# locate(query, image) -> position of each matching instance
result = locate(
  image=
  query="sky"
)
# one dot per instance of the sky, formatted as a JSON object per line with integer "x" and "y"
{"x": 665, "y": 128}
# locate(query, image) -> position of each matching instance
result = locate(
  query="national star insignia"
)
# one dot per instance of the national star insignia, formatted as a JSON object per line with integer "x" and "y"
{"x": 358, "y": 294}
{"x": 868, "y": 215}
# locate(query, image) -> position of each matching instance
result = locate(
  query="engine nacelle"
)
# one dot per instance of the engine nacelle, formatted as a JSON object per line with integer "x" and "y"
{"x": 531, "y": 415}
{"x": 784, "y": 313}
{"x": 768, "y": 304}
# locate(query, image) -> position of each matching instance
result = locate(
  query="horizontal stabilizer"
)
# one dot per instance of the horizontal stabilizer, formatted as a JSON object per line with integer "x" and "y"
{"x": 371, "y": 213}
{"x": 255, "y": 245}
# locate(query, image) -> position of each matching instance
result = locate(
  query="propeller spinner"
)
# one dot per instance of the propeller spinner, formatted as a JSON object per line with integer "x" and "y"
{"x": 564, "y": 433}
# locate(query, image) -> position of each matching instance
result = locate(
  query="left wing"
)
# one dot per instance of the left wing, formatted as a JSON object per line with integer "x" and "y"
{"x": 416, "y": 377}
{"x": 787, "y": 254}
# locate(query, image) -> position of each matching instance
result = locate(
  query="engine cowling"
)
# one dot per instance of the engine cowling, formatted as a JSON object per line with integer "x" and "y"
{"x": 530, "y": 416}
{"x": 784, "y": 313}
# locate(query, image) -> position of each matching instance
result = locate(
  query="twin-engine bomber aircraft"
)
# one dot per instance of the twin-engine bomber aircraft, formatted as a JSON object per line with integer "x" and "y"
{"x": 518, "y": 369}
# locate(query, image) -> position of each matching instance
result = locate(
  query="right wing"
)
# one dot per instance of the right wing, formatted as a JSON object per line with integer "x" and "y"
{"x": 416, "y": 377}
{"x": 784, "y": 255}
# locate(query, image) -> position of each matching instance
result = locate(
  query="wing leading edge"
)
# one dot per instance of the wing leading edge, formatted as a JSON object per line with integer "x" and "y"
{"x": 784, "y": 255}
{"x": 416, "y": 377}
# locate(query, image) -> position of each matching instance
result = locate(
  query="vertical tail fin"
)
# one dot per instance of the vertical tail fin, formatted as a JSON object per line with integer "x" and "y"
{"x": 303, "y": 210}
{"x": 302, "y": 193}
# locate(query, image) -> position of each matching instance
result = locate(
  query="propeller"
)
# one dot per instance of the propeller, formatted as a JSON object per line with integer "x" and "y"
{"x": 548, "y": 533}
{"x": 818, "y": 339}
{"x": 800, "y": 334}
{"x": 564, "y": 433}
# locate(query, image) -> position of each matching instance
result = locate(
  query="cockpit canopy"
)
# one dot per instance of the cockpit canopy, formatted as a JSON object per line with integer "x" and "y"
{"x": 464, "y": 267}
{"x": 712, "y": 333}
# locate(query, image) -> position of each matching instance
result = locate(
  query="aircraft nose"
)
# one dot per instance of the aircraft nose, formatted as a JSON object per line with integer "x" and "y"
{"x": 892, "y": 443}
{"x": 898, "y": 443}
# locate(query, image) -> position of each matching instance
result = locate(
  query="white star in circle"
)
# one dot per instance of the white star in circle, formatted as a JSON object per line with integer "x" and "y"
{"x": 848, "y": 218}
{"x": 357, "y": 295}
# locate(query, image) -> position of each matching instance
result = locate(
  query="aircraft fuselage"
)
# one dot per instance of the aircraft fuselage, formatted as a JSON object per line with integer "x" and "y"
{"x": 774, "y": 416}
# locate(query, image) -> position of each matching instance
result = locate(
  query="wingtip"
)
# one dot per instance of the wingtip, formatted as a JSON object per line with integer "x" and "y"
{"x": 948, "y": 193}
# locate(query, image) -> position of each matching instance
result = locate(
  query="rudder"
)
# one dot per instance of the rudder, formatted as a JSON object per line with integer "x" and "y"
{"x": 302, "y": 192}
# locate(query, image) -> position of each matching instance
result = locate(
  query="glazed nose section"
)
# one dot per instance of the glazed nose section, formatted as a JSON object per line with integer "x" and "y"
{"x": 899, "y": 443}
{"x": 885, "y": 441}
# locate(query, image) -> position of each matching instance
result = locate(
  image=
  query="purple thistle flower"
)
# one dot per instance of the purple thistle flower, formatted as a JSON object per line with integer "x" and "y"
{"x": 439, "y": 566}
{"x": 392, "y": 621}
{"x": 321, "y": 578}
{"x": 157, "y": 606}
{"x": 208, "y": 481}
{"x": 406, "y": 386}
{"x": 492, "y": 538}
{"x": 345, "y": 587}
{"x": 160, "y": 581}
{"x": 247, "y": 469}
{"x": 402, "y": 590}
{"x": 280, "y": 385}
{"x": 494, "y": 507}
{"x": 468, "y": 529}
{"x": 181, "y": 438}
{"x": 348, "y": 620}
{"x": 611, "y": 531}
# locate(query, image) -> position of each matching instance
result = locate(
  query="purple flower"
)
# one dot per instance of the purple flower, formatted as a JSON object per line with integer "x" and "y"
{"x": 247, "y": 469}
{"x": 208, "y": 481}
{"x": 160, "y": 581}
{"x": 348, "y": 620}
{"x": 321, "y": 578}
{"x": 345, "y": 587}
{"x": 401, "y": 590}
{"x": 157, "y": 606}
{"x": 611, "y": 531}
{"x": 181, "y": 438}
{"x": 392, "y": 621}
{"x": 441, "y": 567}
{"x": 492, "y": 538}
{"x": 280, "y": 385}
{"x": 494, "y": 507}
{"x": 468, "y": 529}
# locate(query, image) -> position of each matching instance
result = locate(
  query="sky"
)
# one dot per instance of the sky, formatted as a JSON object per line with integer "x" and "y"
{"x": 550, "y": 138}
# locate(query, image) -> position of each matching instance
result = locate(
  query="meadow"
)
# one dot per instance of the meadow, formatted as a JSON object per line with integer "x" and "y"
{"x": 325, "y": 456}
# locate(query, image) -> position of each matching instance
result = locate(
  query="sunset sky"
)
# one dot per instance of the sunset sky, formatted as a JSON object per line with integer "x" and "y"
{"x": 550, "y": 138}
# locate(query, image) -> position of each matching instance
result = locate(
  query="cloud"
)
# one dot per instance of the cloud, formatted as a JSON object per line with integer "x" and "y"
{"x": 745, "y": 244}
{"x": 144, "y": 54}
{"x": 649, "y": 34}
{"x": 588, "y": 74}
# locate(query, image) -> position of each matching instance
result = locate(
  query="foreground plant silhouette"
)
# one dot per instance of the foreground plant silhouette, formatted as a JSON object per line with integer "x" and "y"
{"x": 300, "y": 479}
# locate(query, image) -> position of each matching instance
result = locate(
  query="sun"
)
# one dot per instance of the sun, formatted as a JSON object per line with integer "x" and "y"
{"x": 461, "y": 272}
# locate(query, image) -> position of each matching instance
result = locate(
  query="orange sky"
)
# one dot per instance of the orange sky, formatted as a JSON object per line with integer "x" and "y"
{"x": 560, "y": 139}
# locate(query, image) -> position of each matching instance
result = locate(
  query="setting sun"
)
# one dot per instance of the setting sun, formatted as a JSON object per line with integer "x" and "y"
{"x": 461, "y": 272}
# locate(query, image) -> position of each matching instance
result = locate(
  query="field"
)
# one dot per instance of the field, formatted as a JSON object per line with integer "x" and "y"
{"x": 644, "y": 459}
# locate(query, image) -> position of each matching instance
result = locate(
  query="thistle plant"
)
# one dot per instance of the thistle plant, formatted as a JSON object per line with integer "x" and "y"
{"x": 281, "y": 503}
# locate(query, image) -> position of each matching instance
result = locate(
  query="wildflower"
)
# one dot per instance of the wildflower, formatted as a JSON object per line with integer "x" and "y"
+++++
TASK GOAL =
Give the entries once more, exactly as they appear.

SOLUTION BELOW =
# locate(query, image) -> position of each matching instance
result = locate(
  image=
  query="sky"
)
# one dot per instance of the sky, formatted as a JSON object per line with integer "x" and "y"
{"x": 665, "y": 128}
# locate(query, image) -> position of each matching instance
result = locate(
  query="national star insignia"
)
# one dot per instance of the national star insignia, formatted as a JSON object per line with integer "x" and "y"
{"x": 358, "y": 294}
{"x": 868, "y": 215}
# locate(query, image) -> position of each matching instance
result = locate(
  query="engine nacelle"
)
# one dot per instance of the engine nacelle, formatted as a JSON object per line with integer "x" and "y"
{"x": 531, "y": 415}
{"x": 784, "y": 313}
{"x": 768, "y": 304}
# locate(query, image) -> position of each matching instance
result = locate(
  query="horizontal stabilizer"
)
# one dot per instance of the horizontal stabilizer, formatted as a JSON object per line with integer "x" and "y"
{"x": 371, "y": 213}
{"x": 255, "y": 245}
# locate(query, image) -> position of each matching instance
result = locate(
  query="propeller spinner"
)
# one dot per instance of the propeller spinner, formatted as a JSON object per line with integer "x" and "y"
{"x": 564, "y": 433}
# locate(query, image) -> position of each matching instance
result = locate(
  query="left wing"
)
# one dot per instance of the left wing, formatted as a JSON object per line with integer "x" and "y"
{"x": 416, "y": 377}
{"x": 787, "y": 254}
# locate(query, image) -> position of each matching instance
result = locate(
  query="engine cowling"
)
# one dot per instance of the engine cowling, formatted as a JSON object per line with integer "x" and "y"
{"x": 530, "y": 416}
{"x": 784, "y": 313}
# locate(query, image) -> position of each matching instance
result = locate(
  query="twin-engine bomber aircraft"
)
# one dot per instance of the twin-engine bomber aircraft, formatted as a JSON object per line with integer "x" and "y"
{"x": 518, "y": 369}
# locate(query, image) -> position of each matching instance
result = locate(
  query="right wing"
)
# one dot per instance of the right wing, formatted as a JSON object per line with integer "x" and "y"
{"x": 416, "y": 377}
{"x": 784, "y": 255}
# locate(query, image) -> position of each matching instance
result = locate(
  query="wing leading edge"
)
# one dot per instance of the wing leading edge, formatted as a JSON object per line with integer "x" and "y"
{"x": 784, "y": 255}
{"x": 416, "y": 377}
# locate(query, image) -> position of each matching instance
result = locate(
  query="vertical tail fin"
)
# one dot per instance of the vertical tail fin, formatted as a JSON object per line with integer "x" and "y"
{"x": 303, "y": 210}
{"x": 302, "y": 193}
# locate(query, image) -> position of each matching instance
result = locate(
  query="propeller"
)
# one dot per instance of the propeller, formatted as a JSON object per line with integer "x" and "y"
{"x": 548, "y": 533}
{"x": 818, "y": 339}
{"x": 800, "y": 334}
{"x": 564, "y": 433}
# locate(query, image) -> position of each matching instance
result = locate(
  query="cockpit canopy"
)
# one dot per instance of the cockpit canopy, formatted as a JSON object per line with integer "x" and "y"
{"x": 464, "y": 267}
{"x": 712, "y": 333}
# locate(query, image) -> position of each matching instance
result = locate(
  query="aircraft nose"
)
# one dot per instance of the aircraft nose, formatted as a JSON object per line with integer "x" and "y"
{"x": 892, "y": 443}
{"x": 898, "y": 443}
# locate(query, image) -> position of each matching instance
result = locate(
  query="white star in circle"
)
# one dot per instance of the white star in circle, formatted as a JSON object per line with integer "x" and "y"
{"x": 848, "y": 218}
{"x": 357, "y": 295}
# locate(query, image) -> position of each matching instance
result = locate(
  query="aircraft fuselage"
)
# one dot per instance of the aircraft fuselage, formatted as a JSON object per line with integer "x" and "y"
{"x": 774, "y": 416}
# locate(query, image) -> position of each matching instance
result = locate(
  query="wingtip"
)
# one dot per instance of the wingtip, formatted as a JSON object per line with integer "x" and "y"
{"x": 948, "y": 193}
# locate(query, image) -> position of each matching instance
result = locate(
  query="rudder"
)
# one dot per instance of the rudder, formatted as a JSON object per line with integer "x" and "y"
{"x": 302, "y": 192}
# locate(query, image) -> position of each matching instance
result = locate(
  query="glazed nose section"
)
# one dot per instance of the glazed nose section, formatted as a JSON object per line with integer "x" and "y"
{"x": 899, "y": 443}
{"x": 885, "y": 441}
# locate(query, image) -> position of each matching instance
result = locate(
  image=
  query="purple thistle flower"
)
# one dot per instance of the purple thistle flower, formatted as a JSON object per line with integer "x" and "y"
{"x": 439, "y": 566}
{"x": 392, "y": 621}
{"x": 321, "y": 578}
{"x": 157, "y": 606}
{"x": 208, "y": 481}
{"x": 406, "y": 386}
{"x": 492, "y": 538}
{"x": 345, "y": 587}
{"x": 160, "y": 581}
{"x": 247, "y": 469}
{"x": 402, "y": 590}
{"x": 280, "y": 385}
{"x": 494, "y": 507}
{"x": 468, "y": 529}
{"x": 181, "y": 438}
{"x": 348, "y": 620}
{"x": 611, "y": 531}
# locate(query, image) -> position of each matching instance
result = locate(
  query="purple flower"
)
# one dot per instance of the purple flower, formatted as a JSON object per line with integer "x" and "y"
{"x": 247, "y": 469}
{"x": 208, "y": 481}
{"x": 160, "y": 581}
{"x": 348, "y": 620}
{"x": 321, "y": 578}
{"x": 345, "y": 587}
{"x": 401, "y": 590}
{"x": 157, "y": 606}
{"x": 611, "y": 531}
{"x": 181, "y": 438}
{"x": 392, "y": 621}
{"x": 441, "y": 567}
{"x": 492, "y": 538}
{"x": 280, "y": 385}
{"x": 494, "y": 507}
{"x": 468, "y": 529}
# locate(query, image) -> position of each matching instance
result = locate(
  query="sky"
)
# one dot per instance of the sky, formatted as a JSON object per line with integer "x" and "y"
{"x": 550, "y": 138}
# locate(query, image) -> position of each matching instance
result = locate(
  query="meadow"
)
# one dot per instance of the meadow, formatted as a JSON object per line with integer "x" and "y"
{"x": 325, "y": 456}
# locate(query, image) -> position of each matching instance
result = locate(
  query="sunset sky"
)
# one dot per instance of the sunset sky, formatted as a JSON object per line with integer "x" and "y"
{"x": 550, "y": 138}
# locate(query, image) -> position of each matching instance
result = locate(
  query="cloud"
)
# one dot per instance of the cloud, formatted as a JSON object per line with integer "x" and "y"
{"x": 745, "y": 244}
{"x": 144, "y": 54}
{"x": 649, "y": 34}
{"x": 588, "y": 74}
# locate(query, image) -> position of each matching instance
result = locate(
  query="foreground plant silhouette"
)
# one dot per instance of the foreground plant silhouette, formatted as a JSON object per line with integer "x" and "y"
{"x": 300, "y": 479}
# locate(query, image) -> position of each matching instance
result = locate(
  query="sun"
)
# one dot per instance of the sun, formatted as a JSON object per line with integer "x" and "y"
{"x": 461, "y": 272}
# locate(query, image) -> position of each matching instance
result = locate(
  query="orange sky"
)
# one dot per instance of the orange sky, formatted as a JSON object per line with integer "x" and "y"
{"x": 560, "y": 139}
# locate(query, image) -> position of each matching instance
result = locate(
  query="setting sun"
)
# one dot per instance of the setting sun, formatted as a JSON object per line with integer "x" and "y"
{"x": 461, "y": 272}
# locate(query, image) -> position of each matching instance
result = locate(
  query="field"
)
# one dot per instance of the field, formatted as a JSON object per line with integer "x" and "y"
{"x": 644, "y": 459}
# locate(query, image) -> position of each matching instance
result = locate(
  query="thistle plant"
)
# one dot per instance of the thistle plant, formatted as a JSON object per line with integer "x" and "y"
{"x": 281, "y": 503}
# locate(query, image) -> position of each matching instance
result = locate(
  query="wildflower"
)
# one dot per instance of the wildflower, formatted as a JSON object per line with integer "x" and "y"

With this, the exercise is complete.